╭──

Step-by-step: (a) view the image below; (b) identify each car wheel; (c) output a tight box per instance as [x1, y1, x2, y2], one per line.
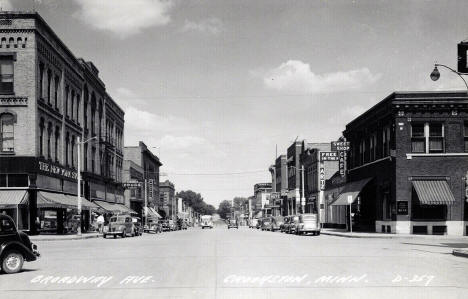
[2, 250, 24, 274]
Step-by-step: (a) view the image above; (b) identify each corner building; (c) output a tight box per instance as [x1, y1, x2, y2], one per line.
[0, 12, 130, 234]
[338, 92, 468, 236]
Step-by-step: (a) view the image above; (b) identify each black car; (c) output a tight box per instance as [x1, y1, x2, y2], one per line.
[0, 214, 40, 274]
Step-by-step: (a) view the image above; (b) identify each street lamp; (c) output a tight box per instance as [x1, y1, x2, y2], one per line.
[430, 63, 468, 93]
[76, 136, 97, 236]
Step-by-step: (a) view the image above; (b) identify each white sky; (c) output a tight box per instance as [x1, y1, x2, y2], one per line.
[7, 0, 468, 207]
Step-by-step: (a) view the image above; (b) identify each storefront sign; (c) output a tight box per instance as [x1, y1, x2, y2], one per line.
[320, 152, 338, 162]
[397, 200, 408, 215]
[320, 167, 325, 191]
[38, 161, 78, 180]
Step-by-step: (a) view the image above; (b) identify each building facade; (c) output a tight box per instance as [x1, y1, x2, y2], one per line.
[0, 12, 124, 234]
[333, 92, 468, 235]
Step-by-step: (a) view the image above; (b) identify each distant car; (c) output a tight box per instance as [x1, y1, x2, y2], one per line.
[132, 217, 143, 236]
[262, 218, 271, 230]
[255, 218, 263, 229]
[270, 216, 284, 232]
[280, 216, 290, 233]
[287, 215, 299, 234]
[295, 213, 320, 236]
[102, 215, 135, 239]
[249, 218, 258, 228]
[201, 215, 213, 229]
[228, 219, 239, 229]
[0, 214, 40, 274]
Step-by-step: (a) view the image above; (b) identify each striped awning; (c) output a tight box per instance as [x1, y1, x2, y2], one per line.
[331, 178, 372, 206]
[37, 191, 98, 210]
[0, 190, 29, 209]
[412, 180, 455, 205]
[94, 200, 138, 214]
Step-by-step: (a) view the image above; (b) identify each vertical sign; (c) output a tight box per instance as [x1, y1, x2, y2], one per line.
[148, 179, 154, 200]
[320, 168, 325, 190]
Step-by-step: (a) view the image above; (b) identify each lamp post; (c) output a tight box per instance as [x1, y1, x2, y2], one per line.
[76, 136, 97, 236]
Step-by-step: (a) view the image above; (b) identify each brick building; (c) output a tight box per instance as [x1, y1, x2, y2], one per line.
[332, 92, 468, 235]
[0, 11, 129, 233]
[124, 141, 162, 215]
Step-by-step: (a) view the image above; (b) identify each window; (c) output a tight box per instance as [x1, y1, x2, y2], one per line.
[429, 123, 444, 153]
[463, 122, 468, 153]
[0, 56, 13, 94]
[0, 113, 15, 152]
[411, 123, 426, 153]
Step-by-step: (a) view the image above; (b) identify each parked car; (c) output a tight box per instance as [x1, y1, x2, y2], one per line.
[132, 217, 143, 236]
[0, 214, 40, 274]
[249, 218, 258, 228]
[262, 218, 271, 230]
[280, 216, 290, 233]
[255, 218, 263, 229]
[228, 219, 239, 229]
[270, 216, 284, 232]
[295, 213, 320, 236]
[159, 220, 171, 232]
[102, 215, 135, 238]
[287, 215, 299, 234]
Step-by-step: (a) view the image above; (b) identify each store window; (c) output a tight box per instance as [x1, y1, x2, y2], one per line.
[0, 55, 14, 94]
[0, 113, 15, 152]
[411, 123, 426, 153]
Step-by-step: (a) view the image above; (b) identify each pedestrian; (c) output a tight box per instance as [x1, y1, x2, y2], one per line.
[96, 214, 104, 234]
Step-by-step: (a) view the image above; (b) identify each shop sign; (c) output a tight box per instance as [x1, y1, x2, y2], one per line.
[397, 200, 408, 215]
[320, 167, 325, 191]
[331, 141, 349, 152]
[38, 161, 78, 180]
[320, 151, 338, 162]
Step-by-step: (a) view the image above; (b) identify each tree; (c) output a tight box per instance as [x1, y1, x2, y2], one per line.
[218, 200, 232, 219]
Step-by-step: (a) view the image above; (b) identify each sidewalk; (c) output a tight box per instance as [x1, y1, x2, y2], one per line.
[321, 228, 468, 241]
[29, 232, 102, 242]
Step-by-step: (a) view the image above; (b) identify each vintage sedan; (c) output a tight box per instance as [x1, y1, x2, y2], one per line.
[0, 214, 40, 274]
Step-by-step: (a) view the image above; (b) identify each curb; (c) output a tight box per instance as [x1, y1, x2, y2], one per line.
[29, 235, 102, 242]
[320, 231, 468, 240]
[452, 249, 468, 258]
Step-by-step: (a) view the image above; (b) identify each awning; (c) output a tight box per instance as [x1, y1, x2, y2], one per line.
[143, 207, 162, 219]
[94, 200, 138, 214]
[331, 178, 372, 206]
[412, 180, 455, 205]
[0, 190, 29, 209]
[37, 191, 98, 210]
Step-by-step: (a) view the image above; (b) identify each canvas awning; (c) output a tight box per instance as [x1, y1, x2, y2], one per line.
[0, 190, 29, 209]
[37, 191, 98, 210]
[94, 200, 138, 214]
[331, 178, 372, 206]
[143, 207, 162, 219]
[412, 180, 455, 205]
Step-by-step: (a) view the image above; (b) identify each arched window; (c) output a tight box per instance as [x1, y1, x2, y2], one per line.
[0, 113, 15, 152]
[39, 117, 44, 157]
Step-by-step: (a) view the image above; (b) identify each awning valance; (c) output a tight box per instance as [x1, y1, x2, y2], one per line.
[37, 191, 98, 210]
[0, 190, 29, 209]
[94, 200, 138, 214]
[331, 178, 372, 206]
[412, 180, 455, 205]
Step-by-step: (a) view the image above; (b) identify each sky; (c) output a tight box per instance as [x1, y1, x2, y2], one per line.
[0, 0, 468, 207]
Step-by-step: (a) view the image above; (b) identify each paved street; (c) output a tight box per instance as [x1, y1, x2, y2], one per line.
[0, 226, 468, 299]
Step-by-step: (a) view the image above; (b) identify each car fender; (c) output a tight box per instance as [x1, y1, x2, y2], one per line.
[0, 241, 36, 261]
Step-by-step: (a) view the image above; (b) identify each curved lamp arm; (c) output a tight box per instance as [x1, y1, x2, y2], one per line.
[431, 63, 468, 93]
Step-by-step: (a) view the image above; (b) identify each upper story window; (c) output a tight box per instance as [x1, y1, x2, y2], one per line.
[411, 123, 426, 153]
[0, 55, 14, 94]
[411, 123, 445, 153]
[463, 122, 468, 153]
[0, 113, 15, 152]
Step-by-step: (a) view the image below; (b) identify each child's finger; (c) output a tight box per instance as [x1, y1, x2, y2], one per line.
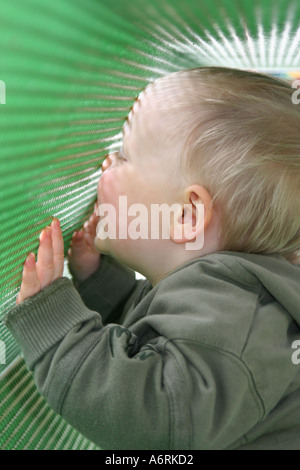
[36, 227, 54, 289]
[17, 253, 41, 305]
[70, 230, 86, 254]
[51, 218, 65, 280]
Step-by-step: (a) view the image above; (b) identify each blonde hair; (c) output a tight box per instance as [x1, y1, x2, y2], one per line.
[147, 67, 300, 262]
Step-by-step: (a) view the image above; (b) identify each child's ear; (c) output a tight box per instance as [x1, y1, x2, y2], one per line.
[170, 185, 212, 248]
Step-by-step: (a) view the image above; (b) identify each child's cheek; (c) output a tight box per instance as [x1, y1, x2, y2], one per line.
[98, 169, 120, 204]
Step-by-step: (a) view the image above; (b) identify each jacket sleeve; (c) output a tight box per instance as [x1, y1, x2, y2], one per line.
[6, 270, 261, 450]
[5, 278, 169, 449]
[73, 255, 142, 323]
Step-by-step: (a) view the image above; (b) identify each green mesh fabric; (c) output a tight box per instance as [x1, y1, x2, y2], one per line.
[0, 0, 300, 450]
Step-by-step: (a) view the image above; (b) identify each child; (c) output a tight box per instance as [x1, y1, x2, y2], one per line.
[6, 67, 300, 450]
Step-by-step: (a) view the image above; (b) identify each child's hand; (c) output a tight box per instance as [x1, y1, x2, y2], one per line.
[68, 204, 100, 282]
[17, 219, 64, 305]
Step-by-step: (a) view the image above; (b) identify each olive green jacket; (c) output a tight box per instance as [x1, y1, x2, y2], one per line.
[6, 252, 300, 450]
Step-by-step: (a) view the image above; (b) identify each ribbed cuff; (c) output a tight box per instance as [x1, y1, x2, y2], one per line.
[4, 277, 101, 369]
[76, 255, 137, 322]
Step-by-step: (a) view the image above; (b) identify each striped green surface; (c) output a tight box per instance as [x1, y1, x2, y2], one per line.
[0, 0, 300, 449]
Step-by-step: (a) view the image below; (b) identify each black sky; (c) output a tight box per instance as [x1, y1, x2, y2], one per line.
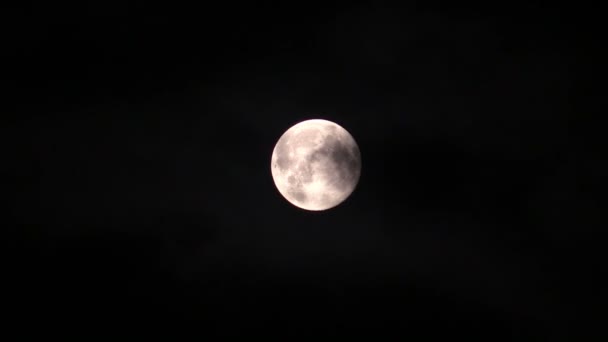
[2, 1, 605, 341]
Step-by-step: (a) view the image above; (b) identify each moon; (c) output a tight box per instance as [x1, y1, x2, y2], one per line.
[270, 119, 361, 211]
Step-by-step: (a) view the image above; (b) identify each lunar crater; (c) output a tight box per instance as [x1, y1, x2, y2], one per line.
[271, 120, 361, 210]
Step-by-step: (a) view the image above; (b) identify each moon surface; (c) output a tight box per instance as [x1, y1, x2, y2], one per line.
[271, 119, 361, 211]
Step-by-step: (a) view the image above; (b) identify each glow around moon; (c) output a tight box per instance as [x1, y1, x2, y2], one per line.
[271, 119, 361, 210]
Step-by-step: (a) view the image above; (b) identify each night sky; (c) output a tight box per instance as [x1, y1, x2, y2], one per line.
[0, 1, 606, 341]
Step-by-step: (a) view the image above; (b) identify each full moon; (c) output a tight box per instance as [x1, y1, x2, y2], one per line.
[270, 119, 361, 211]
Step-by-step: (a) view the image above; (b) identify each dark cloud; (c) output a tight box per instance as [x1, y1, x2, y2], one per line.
[0, 1, 606, 341]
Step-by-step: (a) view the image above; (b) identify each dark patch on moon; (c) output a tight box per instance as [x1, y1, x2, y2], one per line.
[275, 139, 289, 170]
[288, 190, 306, 203]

╰──

** WHAT IS ASKED **
Reproduce the data above word for word, beginning with the line that contains "each child's finger;" and continuing through the line that contains "[51, 218, 65, 280]", both included. Leave the pictures out of your copy.

** RESULT OF THE TASK **
Step-by-step: (a) view the image below; (b) identify each child's finger; (c) output a tight box per instance as [x1, y1, x2, y2], one per line.
[36, 227, 54, 289]
[17, 253, 41, 305]
[70, 230, 86, 254]
[51, 218, 65, 280]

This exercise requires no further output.